● Given task
Please pick out every line of the data below that contains the string "viewBox" and copy those lines; uppercase and lowercase letters count as different.

● Data for the task
________

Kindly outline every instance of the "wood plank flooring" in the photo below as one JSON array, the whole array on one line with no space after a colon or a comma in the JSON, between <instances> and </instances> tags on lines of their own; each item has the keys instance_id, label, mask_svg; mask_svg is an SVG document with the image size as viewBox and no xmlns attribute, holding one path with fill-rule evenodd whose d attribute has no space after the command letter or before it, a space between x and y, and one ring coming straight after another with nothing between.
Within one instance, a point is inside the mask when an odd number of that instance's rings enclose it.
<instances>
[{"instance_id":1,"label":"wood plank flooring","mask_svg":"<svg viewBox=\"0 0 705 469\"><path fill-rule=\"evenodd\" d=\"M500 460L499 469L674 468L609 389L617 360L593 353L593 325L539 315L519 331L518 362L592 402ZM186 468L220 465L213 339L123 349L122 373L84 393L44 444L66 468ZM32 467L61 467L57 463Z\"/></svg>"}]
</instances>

________

● Task solution
Kindly outline every instance of the "wood plank flooring" in the photo below as one JSON array, the whole array on one line with no space after a colon or a comma in the JSON, between <instances> and </instances> tags on lines of their own; each item has the keys instance_id, label, mask_svg; mask_svg is an SVG document with the image size as viewBox and no xmlns attribute, holding one path with fill-rule evenodd whose d attribute has no space after the command letter or before it, a space between x and y, and one ring coming straight after another with nothing between.
[{"instance_id":1,"label":"wood plank flooring","mask_svg":"<svg viewBox=\"0 0 705 469\"><path fill-rule=\"evenodd\" d=\"M500 460L499 469L674 468L609 389L617 360L593 353L593 325L539 315L519 331L518 362L592 402ZM186 468L220 465L213 339L123 349L122 373L84 393L44 444L66 468ZM32 467L61 467L57 463Z\"/></svg>"}]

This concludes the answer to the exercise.